→ **To be done**: Report each line in the rows below that contains the word "wooden".
-- start of Stored records --
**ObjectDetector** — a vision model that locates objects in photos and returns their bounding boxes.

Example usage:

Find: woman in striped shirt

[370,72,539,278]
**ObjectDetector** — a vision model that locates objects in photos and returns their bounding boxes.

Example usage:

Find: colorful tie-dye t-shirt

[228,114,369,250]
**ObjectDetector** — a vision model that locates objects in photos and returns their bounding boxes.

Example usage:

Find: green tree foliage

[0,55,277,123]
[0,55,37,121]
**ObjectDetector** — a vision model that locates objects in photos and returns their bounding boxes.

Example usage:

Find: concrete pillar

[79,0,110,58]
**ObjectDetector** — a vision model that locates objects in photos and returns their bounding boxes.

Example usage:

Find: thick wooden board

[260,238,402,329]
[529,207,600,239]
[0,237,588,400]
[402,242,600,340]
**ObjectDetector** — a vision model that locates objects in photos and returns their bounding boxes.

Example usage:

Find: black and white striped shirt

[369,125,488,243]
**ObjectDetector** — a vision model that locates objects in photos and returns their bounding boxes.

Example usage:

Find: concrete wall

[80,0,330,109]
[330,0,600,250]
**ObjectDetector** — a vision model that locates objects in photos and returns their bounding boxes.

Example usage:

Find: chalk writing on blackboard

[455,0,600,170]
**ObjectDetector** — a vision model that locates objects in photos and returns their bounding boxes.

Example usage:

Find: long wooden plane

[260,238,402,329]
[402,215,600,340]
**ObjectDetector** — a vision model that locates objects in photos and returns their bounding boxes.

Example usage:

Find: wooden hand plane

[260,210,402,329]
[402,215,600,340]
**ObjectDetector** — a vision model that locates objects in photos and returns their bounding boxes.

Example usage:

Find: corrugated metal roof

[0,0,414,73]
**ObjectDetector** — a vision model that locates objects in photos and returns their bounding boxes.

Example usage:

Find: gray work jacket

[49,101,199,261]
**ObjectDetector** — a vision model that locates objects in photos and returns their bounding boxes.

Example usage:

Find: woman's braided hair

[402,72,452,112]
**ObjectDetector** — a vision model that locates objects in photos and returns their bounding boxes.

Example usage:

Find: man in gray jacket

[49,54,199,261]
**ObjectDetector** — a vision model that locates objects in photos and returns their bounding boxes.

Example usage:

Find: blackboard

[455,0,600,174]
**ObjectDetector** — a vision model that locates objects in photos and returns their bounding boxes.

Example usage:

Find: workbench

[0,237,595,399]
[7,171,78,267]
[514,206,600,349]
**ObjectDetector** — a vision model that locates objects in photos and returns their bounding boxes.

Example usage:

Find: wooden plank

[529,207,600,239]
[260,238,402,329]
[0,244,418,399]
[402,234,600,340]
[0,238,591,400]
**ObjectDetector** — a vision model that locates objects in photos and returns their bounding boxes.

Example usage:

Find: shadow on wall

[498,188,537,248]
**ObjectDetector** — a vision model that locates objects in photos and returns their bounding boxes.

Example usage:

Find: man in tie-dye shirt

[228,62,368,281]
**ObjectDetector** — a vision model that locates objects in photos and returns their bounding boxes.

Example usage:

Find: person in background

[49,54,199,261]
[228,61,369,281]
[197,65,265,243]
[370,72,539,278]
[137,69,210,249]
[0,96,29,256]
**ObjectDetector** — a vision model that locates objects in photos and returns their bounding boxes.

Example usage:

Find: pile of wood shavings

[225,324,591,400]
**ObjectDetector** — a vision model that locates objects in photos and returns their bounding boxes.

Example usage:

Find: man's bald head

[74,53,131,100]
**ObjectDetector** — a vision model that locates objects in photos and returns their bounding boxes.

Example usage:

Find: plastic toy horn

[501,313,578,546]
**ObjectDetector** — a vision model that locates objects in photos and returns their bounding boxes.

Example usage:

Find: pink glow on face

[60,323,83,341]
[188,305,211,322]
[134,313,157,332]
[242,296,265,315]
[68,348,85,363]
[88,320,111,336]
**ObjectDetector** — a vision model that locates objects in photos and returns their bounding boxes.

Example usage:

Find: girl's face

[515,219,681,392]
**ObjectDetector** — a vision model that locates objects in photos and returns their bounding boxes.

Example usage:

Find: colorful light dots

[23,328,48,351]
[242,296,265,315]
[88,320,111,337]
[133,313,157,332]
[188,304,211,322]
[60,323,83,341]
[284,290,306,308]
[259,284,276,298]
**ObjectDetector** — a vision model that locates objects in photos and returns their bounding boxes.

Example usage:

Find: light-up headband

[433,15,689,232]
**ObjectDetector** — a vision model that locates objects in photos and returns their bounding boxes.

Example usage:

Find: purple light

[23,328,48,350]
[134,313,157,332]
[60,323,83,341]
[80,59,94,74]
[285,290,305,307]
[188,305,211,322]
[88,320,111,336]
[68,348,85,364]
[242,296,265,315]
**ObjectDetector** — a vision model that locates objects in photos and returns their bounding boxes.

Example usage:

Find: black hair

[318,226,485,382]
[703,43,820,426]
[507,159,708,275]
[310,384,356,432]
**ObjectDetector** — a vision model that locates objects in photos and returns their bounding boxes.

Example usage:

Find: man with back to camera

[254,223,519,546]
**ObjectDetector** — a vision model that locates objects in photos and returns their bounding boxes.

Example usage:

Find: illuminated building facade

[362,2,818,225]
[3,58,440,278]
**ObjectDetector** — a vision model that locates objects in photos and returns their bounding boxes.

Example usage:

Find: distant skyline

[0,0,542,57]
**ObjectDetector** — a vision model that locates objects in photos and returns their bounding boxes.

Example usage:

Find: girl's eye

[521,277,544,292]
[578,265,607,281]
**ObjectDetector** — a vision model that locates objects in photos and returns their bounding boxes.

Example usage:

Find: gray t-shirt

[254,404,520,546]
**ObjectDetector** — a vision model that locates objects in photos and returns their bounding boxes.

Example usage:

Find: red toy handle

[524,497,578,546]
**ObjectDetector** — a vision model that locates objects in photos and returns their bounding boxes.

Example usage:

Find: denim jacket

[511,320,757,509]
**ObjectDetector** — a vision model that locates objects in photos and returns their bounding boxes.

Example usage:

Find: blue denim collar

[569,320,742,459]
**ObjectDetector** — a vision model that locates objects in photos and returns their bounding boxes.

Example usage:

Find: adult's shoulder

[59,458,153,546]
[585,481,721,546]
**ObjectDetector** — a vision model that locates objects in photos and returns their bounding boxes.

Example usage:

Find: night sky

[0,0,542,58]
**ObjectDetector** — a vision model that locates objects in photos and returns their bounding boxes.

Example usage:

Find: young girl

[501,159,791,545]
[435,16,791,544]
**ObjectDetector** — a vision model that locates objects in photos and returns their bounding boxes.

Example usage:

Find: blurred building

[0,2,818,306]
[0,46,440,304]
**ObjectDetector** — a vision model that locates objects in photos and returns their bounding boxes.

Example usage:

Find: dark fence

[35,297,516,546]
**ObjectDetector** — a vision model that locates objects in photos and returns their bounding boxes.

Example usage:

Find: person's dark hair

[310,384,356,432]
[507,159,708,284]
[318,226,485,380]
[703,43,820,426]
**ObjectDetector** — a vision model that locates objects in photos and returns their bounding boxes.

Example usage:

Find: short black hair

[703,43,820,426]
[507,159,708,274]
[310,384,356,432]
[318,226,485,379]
-- end of Stored records --
-- start of Stored records --
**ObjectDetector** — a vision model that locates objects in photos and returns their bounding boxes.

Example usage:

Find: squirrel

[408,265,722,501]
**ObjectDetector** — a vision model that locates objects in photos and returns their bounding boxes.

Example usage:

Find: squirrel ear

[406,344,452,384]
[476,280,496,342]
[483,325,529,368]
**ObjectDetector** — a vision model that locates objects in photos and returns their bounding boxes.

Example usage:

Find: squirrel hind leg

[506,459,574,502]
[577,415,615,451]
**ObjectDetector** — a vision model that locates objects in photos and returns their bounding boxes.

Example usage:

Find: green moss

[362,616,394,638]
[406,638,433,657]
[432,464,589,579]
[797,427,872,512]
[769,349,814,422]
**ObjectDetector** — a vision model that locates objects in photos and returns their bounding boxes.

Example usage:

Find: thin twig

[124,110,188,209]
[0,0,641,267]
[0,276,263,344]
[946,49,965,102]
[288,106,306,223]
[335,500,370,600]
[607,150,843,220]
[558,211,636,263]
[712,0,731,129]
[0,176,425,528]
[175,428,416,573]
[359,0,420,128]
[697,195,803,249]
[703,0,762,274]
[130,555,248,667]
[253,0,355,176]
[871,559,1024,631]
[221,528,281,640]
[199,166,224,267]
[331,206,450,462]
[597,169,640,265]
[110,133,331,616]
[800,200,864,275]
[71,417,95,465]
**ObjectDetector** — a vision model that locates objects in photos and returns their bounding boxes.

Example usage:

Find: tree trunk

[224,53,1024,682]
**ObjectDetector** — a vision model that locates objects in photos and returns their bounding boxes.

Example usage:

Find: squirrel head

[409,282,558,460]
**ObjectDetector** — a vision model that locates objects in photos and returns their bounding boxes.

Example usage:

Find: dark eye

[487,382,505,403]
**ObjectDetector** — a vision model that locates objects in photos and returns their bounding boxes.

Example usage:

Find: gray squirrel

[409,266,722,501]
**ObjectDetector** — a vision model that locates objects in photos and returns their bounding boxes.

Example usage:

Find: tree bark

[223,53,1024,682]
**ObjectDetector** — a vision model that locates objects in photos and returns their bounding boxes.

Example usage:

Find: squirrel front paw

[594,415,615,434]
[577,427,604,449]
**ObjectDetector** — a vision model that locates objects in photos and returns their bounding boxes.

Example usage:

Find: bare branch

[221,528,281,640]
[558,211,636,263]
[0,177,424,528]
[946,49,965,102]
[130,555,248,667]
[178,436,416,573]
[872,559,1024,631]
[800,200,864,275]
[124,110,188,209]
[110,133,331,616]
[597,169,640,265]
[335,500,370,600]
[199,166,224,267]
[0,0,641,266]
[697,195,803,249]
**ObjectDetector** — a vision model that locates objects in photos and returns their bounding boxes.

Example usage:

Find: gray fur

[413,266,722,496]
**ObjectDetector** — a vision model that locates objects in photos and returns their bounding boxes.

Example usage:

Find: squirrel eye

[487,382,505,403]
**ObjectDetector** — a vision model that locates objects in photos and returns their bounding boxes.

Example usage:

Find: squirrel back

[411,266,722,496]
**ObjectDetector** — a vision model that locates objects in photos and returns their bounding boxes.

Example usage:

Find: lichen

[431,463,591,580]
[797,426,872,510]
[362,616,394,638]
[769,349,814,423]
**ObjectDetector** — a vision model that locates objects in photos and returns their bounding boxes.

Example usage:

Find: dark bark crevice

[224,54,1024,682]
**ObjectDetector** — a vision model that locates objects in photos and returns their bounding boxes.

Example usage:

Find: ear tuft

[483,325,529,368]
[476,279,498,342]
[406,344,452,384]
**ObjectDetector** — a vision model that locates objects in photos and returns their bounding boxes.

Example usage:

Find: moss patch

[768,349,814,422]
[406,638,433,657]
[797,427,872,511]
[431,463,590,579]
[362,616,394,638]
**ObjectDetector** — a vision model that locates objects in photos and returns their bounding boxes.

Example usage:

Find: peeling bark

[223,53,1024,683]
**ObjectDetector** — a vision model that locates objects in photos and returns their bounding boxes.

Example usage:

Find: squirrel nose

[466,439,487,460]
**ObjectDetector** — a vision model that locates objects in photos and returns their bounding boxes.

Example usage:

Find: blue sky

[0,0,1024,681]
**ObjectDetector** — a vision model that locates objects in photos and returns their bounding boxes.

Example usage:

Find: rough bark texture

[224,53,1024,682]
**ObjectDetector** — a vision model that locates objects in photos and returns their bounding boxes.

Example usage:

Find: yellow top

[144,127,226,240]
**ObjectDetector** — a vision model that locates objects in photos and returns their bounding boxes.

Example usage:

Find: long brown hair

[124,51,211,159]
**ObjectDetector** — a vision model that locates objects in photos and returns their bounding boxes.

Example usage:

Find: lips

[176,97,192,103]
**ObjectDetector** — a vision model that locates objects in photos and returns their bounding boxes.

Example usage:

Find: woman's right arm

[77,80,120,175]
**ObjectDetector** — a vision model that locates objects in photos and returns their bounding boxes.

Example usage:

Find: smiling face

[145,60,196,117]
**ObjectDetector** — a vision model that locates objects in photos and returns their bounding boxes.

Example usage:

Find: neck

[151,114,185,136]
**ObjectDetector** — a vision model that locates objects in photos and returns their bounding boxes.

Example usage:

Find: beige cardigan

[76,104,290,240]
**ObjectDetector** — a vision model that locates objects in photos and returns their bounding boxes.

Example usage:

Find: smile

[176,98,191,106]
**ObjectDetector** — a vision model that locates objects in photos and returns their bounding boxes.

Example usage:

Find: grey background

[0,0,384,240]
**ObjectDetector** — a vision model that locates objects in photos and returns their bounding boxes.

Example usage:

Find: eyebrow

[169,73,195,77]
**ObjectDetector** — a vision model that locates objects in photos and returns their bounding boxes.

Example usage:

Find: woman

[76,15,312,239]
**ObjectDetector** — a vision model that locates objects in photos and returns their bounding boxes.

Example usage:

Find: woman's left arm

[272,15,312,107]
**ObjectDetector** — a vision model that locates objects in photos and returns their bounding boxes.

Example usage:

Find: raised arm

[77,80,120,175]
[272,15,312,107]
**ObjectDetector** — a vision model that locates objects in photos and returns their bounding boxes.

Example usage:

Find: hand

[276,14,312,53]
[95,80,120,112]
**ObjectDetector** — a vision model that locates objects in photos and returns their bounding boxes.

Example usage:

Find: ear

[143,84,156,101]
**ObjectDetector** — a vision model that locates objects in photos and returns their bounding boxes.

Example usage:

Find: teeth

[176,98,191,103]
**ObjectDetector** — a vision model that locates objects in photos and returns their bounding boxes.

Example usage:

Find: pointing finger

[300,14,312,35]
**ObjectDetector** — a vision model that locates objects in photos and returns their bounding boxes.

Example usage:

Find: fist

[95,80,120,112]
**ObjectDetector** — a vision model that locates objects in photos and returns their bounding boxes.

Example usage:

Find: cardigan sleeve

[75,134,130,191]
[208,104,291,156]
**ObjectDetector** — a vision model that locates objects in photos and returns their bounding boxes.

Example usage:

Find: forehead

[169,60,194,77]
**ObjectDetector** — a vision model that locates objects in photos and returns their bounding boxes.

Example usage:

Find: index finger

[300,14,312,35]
-- end of Stored records --
→ **Expected output**:
Find: thick wooden board
Find: long wooden plane
Find: wooden hand plane
Find: wooden plank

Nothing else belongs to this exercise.